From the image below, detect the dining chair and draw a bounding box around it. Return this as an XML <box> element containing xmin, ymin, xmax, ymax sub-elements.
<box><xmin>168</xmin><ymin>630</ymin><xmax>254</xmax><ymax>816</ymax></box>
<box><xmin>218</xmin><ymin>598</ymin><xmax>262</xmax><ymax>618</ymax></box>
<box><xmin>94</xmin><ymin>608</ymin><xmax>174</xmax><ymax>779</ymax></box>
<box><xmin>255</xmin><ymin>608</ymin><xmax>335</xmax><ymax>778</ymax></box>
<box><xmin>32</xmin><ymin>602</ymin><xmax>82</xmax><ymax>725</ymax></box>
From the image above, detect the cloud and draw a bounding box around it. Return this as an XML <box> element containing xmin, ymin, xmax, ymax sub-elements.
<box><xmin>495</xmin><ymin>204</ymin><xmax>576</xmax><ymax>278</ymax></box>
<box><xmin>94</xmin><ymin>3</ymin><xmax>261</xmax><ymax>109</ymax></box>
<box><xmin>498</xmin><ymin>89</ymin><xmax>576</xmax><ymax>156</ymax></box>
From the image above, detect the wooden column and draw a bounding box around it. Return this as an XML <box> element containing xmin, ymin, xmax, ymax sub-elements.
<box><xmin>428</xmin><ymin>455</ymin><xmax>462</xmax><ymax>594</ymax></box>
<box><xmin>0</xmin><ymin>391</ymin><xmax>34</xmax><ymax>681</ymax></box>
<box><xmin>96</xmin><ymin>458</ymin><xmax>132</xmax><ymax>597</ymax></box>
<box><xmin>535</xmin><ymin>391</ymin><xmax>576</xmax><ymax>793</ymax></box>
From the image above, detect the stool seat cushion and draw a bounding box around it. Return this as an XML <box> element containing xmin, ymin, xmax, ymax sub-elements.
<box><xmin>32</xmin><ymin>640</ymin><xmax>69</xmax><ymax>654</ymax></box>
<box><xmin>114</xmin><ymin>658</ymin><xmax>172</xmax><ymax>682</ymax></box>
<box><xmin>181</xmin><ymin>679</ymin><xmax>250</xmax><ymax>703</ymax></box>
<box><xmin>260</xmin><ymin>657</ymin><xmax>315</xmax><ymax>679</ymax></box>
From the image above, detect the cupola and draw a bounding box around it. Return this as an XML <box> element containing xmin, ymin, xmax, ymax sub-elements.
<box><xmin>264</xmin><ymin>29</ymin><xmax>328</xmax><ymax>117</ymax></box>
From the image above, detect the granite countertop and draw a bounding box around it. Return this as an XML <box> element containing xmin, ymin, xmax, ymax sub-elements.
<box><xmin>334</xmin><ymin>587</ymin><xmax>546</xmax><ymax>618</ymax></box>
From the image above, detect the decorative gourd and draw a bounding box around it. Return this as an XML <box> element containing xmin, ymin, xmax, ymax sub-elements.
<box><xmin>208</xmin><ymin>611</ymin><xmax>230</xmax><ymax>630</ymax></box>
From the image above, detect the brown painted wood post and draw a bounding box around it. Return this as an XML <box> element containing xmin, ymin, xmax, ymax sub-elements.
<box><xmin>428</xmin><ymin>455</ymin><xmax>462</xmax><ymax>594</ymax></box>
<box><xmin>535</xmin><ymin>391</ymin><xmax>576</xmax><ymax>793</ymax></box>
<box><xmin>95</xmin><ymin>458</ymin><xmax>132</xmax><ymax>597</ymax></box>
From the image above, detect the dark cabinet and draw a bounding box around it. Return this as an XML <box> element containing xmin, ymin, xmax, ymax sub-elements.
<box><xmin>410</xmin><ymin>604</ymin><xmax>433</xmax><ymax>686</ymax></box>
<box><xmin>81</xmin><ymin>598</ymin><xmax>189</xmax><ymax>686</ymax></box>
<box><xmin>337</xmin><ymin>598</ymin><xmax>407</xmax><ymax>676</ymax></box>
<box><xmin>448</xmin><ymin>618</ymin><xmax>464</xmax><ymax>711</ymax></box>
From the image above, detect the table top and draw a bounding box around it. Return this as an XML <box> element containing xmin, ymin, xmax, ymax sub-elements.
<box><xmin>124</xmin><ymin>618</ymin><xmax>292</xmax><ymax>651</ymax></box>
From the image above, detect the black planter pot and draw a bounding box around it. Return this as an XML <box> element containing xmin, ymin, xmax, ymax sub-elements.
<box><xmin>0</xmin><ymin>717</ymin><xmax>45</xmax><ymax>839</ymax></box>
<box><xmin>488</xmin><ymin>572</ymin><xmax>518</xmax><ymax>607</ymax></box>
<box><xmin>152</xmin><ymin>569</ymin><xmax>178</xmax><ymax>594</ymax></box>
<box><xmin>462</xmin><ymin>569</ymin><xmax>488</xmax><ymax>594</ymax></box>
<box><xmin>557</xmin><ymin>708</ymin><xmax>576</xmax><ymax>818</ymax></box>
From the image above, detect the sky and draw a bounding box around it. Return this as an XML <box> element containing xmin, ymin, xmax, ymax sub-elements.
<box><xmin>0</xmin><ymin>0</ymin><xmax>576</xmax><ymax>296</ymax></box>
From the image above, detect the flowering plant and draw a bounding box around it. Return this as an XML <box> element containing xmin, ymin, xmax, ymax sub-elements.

+ + +

● Do this: Pick out every line in the lines above that contains the word "cupola" and copy each one in full.

● Response to the exercise:
From the image above, detect the cupola and draw a bounding box around it. Return this as an XML <box> element containing xmin, ymin, xmax, ymax sub-elements.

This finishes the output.